Saved data entries
········
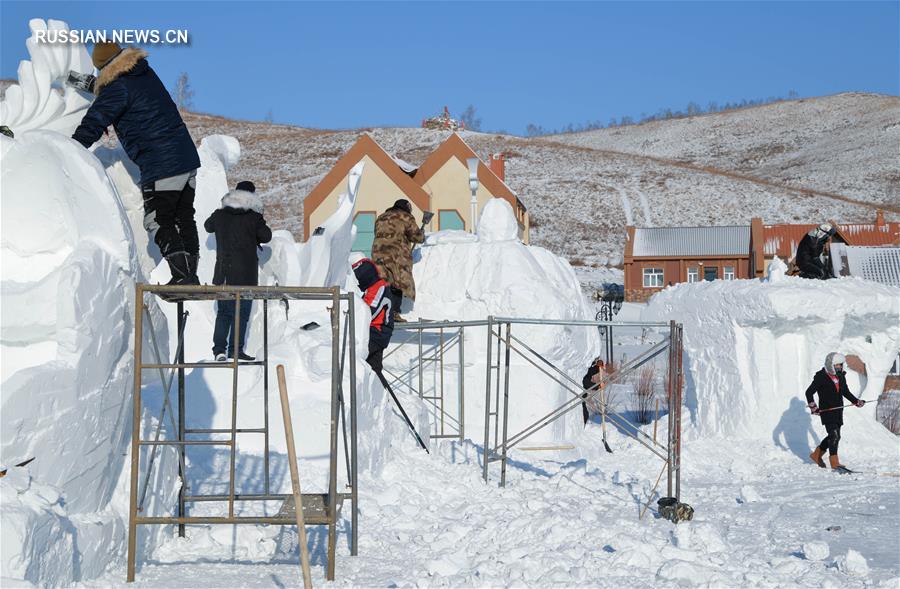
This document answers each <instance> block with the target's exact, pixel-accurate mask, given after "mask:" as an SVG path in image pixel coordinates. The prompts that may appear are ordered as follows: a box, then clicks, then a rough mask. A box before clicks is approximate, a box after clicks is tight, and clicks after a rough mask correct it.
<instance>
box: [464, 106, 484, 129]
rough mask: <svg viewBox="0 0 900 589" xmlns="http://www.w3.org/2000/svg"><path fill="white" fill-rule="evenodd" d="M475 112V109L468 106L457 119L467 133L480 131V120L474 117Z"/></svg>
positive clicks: (473, 106) (480, 119)
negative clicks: (468, 131)
mask: <svg viewBox="0 0 900 589" xmlns="http://www.w3.org/2000/svg"><path fill="white" fill-rule="evenodd" d="M476 112H477V111H476V109H475V107H474V106H473V105H471V104H470V105H469V106H467V107H466V110H464V111H463V114H462V115H460V117H459V120H461V121H462V122H463V124H464V125H465V127H466V129H467V130H469V131H481V119H480V118H478V117H476V116H475V113H476Z"/></svg>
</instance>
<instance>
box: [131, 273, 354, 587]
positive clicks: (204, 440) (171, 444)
mask: <svg viewBox="0 0 900 589" xmlns="http://www.w3.org/2000/svg"><path fill="white" fill-rule="evenodd" d="M146 295H151V296H157V297H159V298H160V299H162V300H164V301H166V302H169V303H174V304H176V305H177V313H178V317H177V327H178V345H177V347H176V352H175V359H174V362H172V363H164V362H162V359H161V358H160V354H159V346H158V344H157V342H156V333H155V330H154V329H153V325H152V321H150V314H149V307H148V306H147V303H146V302H145V296H146ZM232 298H233V299H234V301H235V317H234V325H235V328H236V329H235V344H234V347H235V349H236V350H240V349H241V345H240V344H241V342H240V329H238V328H237V326H239V325H240V319H241V317H240V302H241V300H262V302H263V358H262V360H255V361H252V362H244V361H240V360H239V358H238V354H235V356H234V358H233V359H231V361H228V362H186V361H185V358H184V331H185V327H186V320H187V312H186V311H185V310H184V303H185V302H186V301H217V300H228V299H232ZM271 300H274V301H283V302H284V303H285V309H287V305H288V304H289V303H288V301H289V300H307V301H309V300H314V301H326V302H330V303H331V306H330V307H329V312H330V318H331V335H332V337H331V352H332V353H331V363H332V371H331V410H330V434H329V438H330V440H329V441H330V456H329V476H328V492H327V493H308V494H306V493H305V494H303V500H302V510H303V515H304V519H305V523H306V525H324V526H327V527H328V557H327V569H326V578H327V579H328V580H334V570H335V553H336V545H337V522H338V517H339V512H340V508H341V506H342V505H343V503H344V501H346V500H350V502H351V505H352V509H351V533H350V539H351V542H350V554H351V555H352V556H356V555H357V554H358V546H359V528H358V504H359V501H358V484H357V483H358V477H357V475H358V469H357V414H356V407H357V403H356V345H355V342H356V338H355V333H354V328H355V317H354V297H353V295H352V294H350V293H341V291H340V289H339V288H337V287H333V288H311V287H285V286H228V285H223V286H183V285H177V286H176V285H173V286H169V285H149V284H143V283H138V284H136V285H135V315H134V317H135V326H134V327H135V330H134V360H135V367H134V405H133V409H134V413H133V422H132V436H131V493H130V504H129V519H128V566H127V581H128V582H133V581H134V578H135V566H136V560H137V527H138V526H139V525H168V524H177V525H178V535H179V536H182V537H183V536H184V527H185V525H190V524H275V525H289V526H295V525H296V522H297V519H296V517H295V516H296V513H290V509H288V506H289V504H290V505H293V500H292V499H293V494H291V493H272V492H271V488H270V476H269V474H270V473H269V470H270V468H269V467H270V464H269V450H270V449H269V406H268V405H269V373H268V372H269V371H268V369H269V342H268V312H269V308H268V307H269V305H268V303H269V301H271ZM342 302H346V303H347V310H346V311H343V309H342ZM342 314H343V315H345V322H344V324H345V327H344V337H343V345H339V342H341V341H342V339H341V315H342ZM145 317H146V320H147V323H148V324H149V327H150V333H151V341H152V343H153V348H154V352H155V354H156V362H151V363H146V362H144V361H143V329H144V320H145ZM348 340H349V346H348ZM348 348H349V384H350V400H349V401H350V420H349V422H350V440H349V446H348V440H347V432H346V426H347V418H346V414H345V400H344V392H343V376H344V365H345V363H344V358H345V354H346V352H347V351H348ZM242 366H261V367H262V368H263V404H264V409H263V427H261V428H238V427H237V392H238V372H239V370H238V369H239V368H240V367H242ZM187 368H195V369H207V368H209V369H231V370H232V373H233V376H232V391H231V427H230V428H186V427H185V369H187ZM144 370H158V371H159V372H160V377H161V381H162V384H163V404H162V409H161V414H160V419H159V420H158V423H157V430H156V433H155V436H154V439H147V440H144V439H141V416H142V403H141V386H142V383H143V372H144ZM165 370H169V371H170V378H169V379H166V378H165V372H164V371H165ZM176 371H177V383H178V412H177V415H178V420H177V424H175V422H174V416H173V412H174V411H173V409H172V403H171V401H170V399H169V393H170V391H169V389H170V387H171V384H172V376H171V375H172V373H173V372H176ZM167 410H168V412H169V422H170V425H171V426H172V428H171V429H172V430H173V431H170V432H169V433H168V435H169V436H172V435H174V436H175V437H174V439H171V438H168V437H167V439H160V432H161V429H162V426H163V423H164V418H163V413H165V412H166V411H167ZM339 425H342V427H343V437H344V459H345V462H346V463H347V474H348V483H347V484H348V487H349V492H338V489H337V461H338V427H339ZM251 433H254V434H262V435H263V436H264V442H263V464H264V467H263V468H264V481H263V493H246V494H241V493H237V492H236V489H235V459H236V454H237V434H251ZM204 434H205V435H213V434H220V435H221V434H228V435H229V438H228V439H225V440H196V439H188V436H189V435H204ZM204 445H206V446H212V445H216V446H226V447H228V448H229V453H230V456H229V477H228V493H227V494H210V495H199V494H191V495H188V494H186V490H188V487H187V461H186V456H185V453H186V448H187V446H204ZM147 446H149V447H151V448H152V450H151V456H150V459H149V460H148V467H147V473H146V477H147V478H146V482H145V485H144V487H143V490H142V491H141V494H140V497H139V495H138V492H139V490H138V489H139V486H138V483H139V479H140V458H141V456H140V450H141V448H143V447H147ZM160 446H173V447H175V448H176V452H177V454H178V458H179V461H178V475H179V477H180V478H181V481H182V485H181V488H180V489H179V493H178V502H177V506H176V511H177V513H176V515H175V516H146V515H139V512H140V511H142V510H143V507H144V506H143V502H144V498H145V496H146V488H147V485H148V484H149V480H150V476H151V474H152V469H153V461H154V459H155V456H156V449H157V448H158V447H160ZM201 501H214V502H227V504H228V515H227V516H203V517H196V516H193V517H192V516H190V515H188V513H187V504H188V503H194V502H201ZM237 501H262V502H266V501H281V502H282V508H281V510H280V511H279V513H278V514H277V515H276V516H236V515H235V513H234V505H235V503H236V502H237Z"/></svg>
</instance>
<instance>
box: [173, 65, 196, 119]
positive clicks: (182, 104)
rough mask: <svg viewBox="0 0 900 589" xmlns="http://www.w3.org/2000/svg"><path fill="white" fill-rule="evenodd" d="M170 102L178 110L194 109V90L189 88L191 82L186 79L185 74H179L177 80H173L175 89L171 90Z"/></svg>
mask: <svg viewBox="0 0 900 589" xmlns="http://www.w3.org/2000/svg"><path fill="white" fill-rule="evenodd" d="M172 100H174V101H175V106H177V107H178V110H189V109H191V108H193V107H194V90H193V88H191V81H190V80H189V79H188V75H187V72H181V74H180V75H179V76H178V79H177V80H175V88H174V89H173V90H172Z"/></svg>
········
Output the records exactly, and let none of their pictures appear in the copy.

Solution:
This document answers each <instance> block with the target's exact, pixel-accurate mask, given after "mask:" as an SVG path in image pixel coordinates. The prompts that may appear are ordered as follows: a box, then clicks, then a rough mask. A box before clicks is approximate, a box after clicks is tight, and clicks after a rough mask correct it.
<instance>
box: [464, 106, 484, 129]
rough mask: <svg viewBox="0 0 900 589" xmlns="http://www.w3.org/2000/svg"><path fill="white" fill-rule="evenodd" d="M475 112V109L468 106L457 119L467 133L480 131V120L474 117Z"/></svg>
positive clicks: (473, 106) (480, 119)
negative clicks: (468, 131)
mask: <svg viewBox="0 0 900 589" xmlns="http://www.w3.org/2000/svg"><path fill="white" fill-rule="evenodd" d="M476 112H477V111H476V109H475V107H474V106H473V105H471V104H470V105H469V106H467V107H466V110H464V111H463V114H462V115H460V117H459V120H461V121H462V122H463V124H464V125H465V127H466V129H467V130H469V131H481V119H480V118H478V117H476V116H475V113H476Z"/></svg>
</instance>
<instance>
box: [131, 273, 354, 587]
positive clicks: (204, 440) (171, 444)
mask: <svg viewBox="0 0 900 589" xmlns="http://www.w3.org/2000/svg"><path fill="white" fill-rule="evenodd" d="M146 295H151V296H157V297H159V298H160V299H162V300H164V301H166V302H169V303H174V304H176V305H177V313H178V317H177V327H178V345H177V347H176V352H175V359H174V362H172V363H164V362H162V359H161V358H160V354H159V346H158V344H157V342H156V333H155V330H154V329H153V325H152V321H150V314H149V307H148V306H147V303H146V302H145V296H146ZM232 298H233V299H234V301H235V317H234V325H235V328H236V329H235V344H234V347H235V349H236V350H240V349H241V345H240V344H241V342H240V329H238V328H237V326H239V325H240V319H241V317H240V302H241V300H262V302H263V358H262V360H255V361H252V362H244V361H240V360H239V358H238V354H235V356H234V358H233V359H231V361H228V362H186V361H185V358H184V331H185V327H186V320H187V312H186V311H185V310H184V303H185V302H186V301H217V300H228V299H232ZM271 300H274V301H283V302H284V303H285V309H287V305H288V304H289V303H288V301H289V300H307V301H309V300H314V301H326V302H330V303H331V306H330V307H329V312H330V318H331V335H332V337H331V352H332V353H331V363H332V371H331V410H330V434H329V438H330V440H329V441H330V456H329V476H328V492H327V493H308V494H306V493H305V494H303V500H302V510H303V515H304V519H305V523H306V525H324V526H327V527H328V557H327V569H326V578H327V579H328V580H334V570H335V553H336V545H337V522H338V517H339V512H340V508H341V506H342V505H343V503H344V501H346V500H350V502H351V505H352V509H351V533H350V539H351V542H350V554H351V555H352V556H356V555H357V554H358V546H359V528H358V504H359V501H358V484H357V483H358V477H357V475H358V469H357V414H356V407H357V403H356V345H355V342H356V338H355V333H354V328H355V317H354V297H353V295H352V294H350V293H341V291H340V289H339V288H337V287H333V288H311V287H285V286H228V285H223V286H183V285H177V286H176V285H173V286H169V285H149V284H143V283H138V284H136V285H135V315H134V317H135V326H134V327H135V330H134V360H135V367H134V405H133V409H134V413H133V422H132V436H131V493H130V504H129V519H128V566H127V581H128V582H133V581H134V578H135V566H136V560H137V527H138V526H139V525H168V524H177V525H178V535H179V536H182V537H183V536H184V527H185V525H190V524H275V525H289V526H295V525H296V522H297V519H296V517H295V516H296V513H290V509H288V506H289V504H290V505H293V500H292V499H293V494H291V493H272V492H271V488H270V476H269V474H270V473H269V470H270V468H269V467H270V464H269V450H270V449H269V406H268V405H269V373H268V372H269V371H268V369H269V342H268V312H269V308H268V307H269V305H268V303H269V301H271ZM342 302H346V303H347V310H346V311H343V309H342ZM342 314H343V315H345V322H344V324H345V327H344V337H343V345H339V342H341V341H342V339H341V315H342ZM145 317H146V320H147V323H148V324H149V327H150V333H151V341H152V343H153V348H154V352H155V354H156V362H151V363H146V362H144V361H143V329H144V320H145ZM348 340H349V346H348ZM348 348H349V384H350V400H349V401H350V420H349V422H350V440H349V446H348V440H347V432H346V426H347V418H346V414H345V400H344V392H343V376H344V365H345V363H344V358H345V354H346V352H347V351H348ZM242 366H261V367H262V368H263V404H264V409H263V427H261V428H238V427H237V392H238V372H239V370H238V369H239V368H240V367H242ZM187 368H195V369H207V368H209V369H231V370H232V373H233V376H232V391H231V427H230V428H186V427H185V369H187ZM144 370H158V371H159V372H160V377H161V381H162V384H163V404H162V409H161V414H160V419H159V420H158V423H157V430H156V433H155V436H154V439H147V440H144V439H141V416H142V403H141V386H142V383H143V372H144ZM165 370H169V371H170V378H169V379H166V378H165V372H164V371H165ZM176 371H177V383H178V412H177V415H178V420H177V424H175V422H174V416H173V412H174V411H173V409H172V403H171V401H170V399H169V393H170V391H169V389H170V387H171V384H172V376H171V375H172V373H173V372H176ZM167 410H168V412H169V422H170V425H171V426H172V428H171V429H172V430H173V431H170V432H169V433H168V435H169V436H172V435H174V436H175V437H174V439H171V438H168V437H167V439H160V432H161V429H162V426H163V423H164V418H163V413H165V412H166V411H167ZM339 425H342V427H343V437H344V459H345V462H346V463H347V474H348V483H347V484H348V487H349V492H338V489H337V461H338V427H339ZM251 433H254V434H262V435H263V436H264V442H263V464H264V467H263V468H264V481H263V493H246V494H241V493H237V492H236V489H235V459H236V454H237V434H251ZM204 434H205V435H213V434H220V435H221V434H228V435H229V438H228V439H225V440H196V439H188V436H189V435H204ZM204 445H206V446H212V445H216V446H226V447H228V448H229V453H230V456H229V477H228V493H227V494H210V495H199V494H191V495H188V494H186V490H188V487H187V461H186V456H185V453H186V448H187V446H204ZM147 446H149V447H151V448H152V450H151V456H150V459H149V460H148V467H147V473H146V477H147V478H146V482H145V485H144V487H143V490H142V491H141V494H140V497H139V495H138V492H139V490H138V489H139V486H138V483H139V479H140V458H141V456H140V450H141V448H143V447H147ZM160 446H173V447H175V448H176V452H177V454H178V458H179V461H178V475H179V477H180V478H181V481H182V485H181V488H180V489H179V493H178V502H177V506H176V511H177V513H176V515H175V516H146V515H139V512H140V511H142V510H143V507H144V506H143V502H144V498H145V496H146V488H147V485H148V484H149V480H150V476H151V474H152V469H153V461H154V459H155V456H156V449H157V448H158V447H160ZM201 501H214V502H227V504H228V515H227V516H203V517H196V516H193V517H192V516H190V515H188V513H187V504H188V503H194V502H201ZM237 501H262V502H266V501H281V502H282V508H281V510H280V511H279V513H278V514H277V515H276V516H236V515H235V513H234V505H235V503H236V502H237Z"/></svg>
</instance>
<instance>
box: [173, 65, 196, 119]
positive clicks: (182, 104)
rough mask: <svg viewBox="0 0 900 589" xmlns="http://www.w3.org/2000/svg"><path fill="white" fill-rule="evenodd" d="M170 102L178 110L194 109V90L189 88L191 82L186 79L185 74H179L177 80H173L175 89L171 90Z"/></svg>
mask: <svg viewBox="0 0 900 589" xmlns="http://www.w3.org/2000/svg"><path fill="white" fill-rule="evenodd" d="M172 100H174V101H175V106H177V107H178V110H189V109H191V108H193V107H194V90H193V88H191V81H190V80H189V79H188V75H187V72H181V74H180V75H179V76H178V79H177V80H175V88H174V89H173V90H172Z"/></svg>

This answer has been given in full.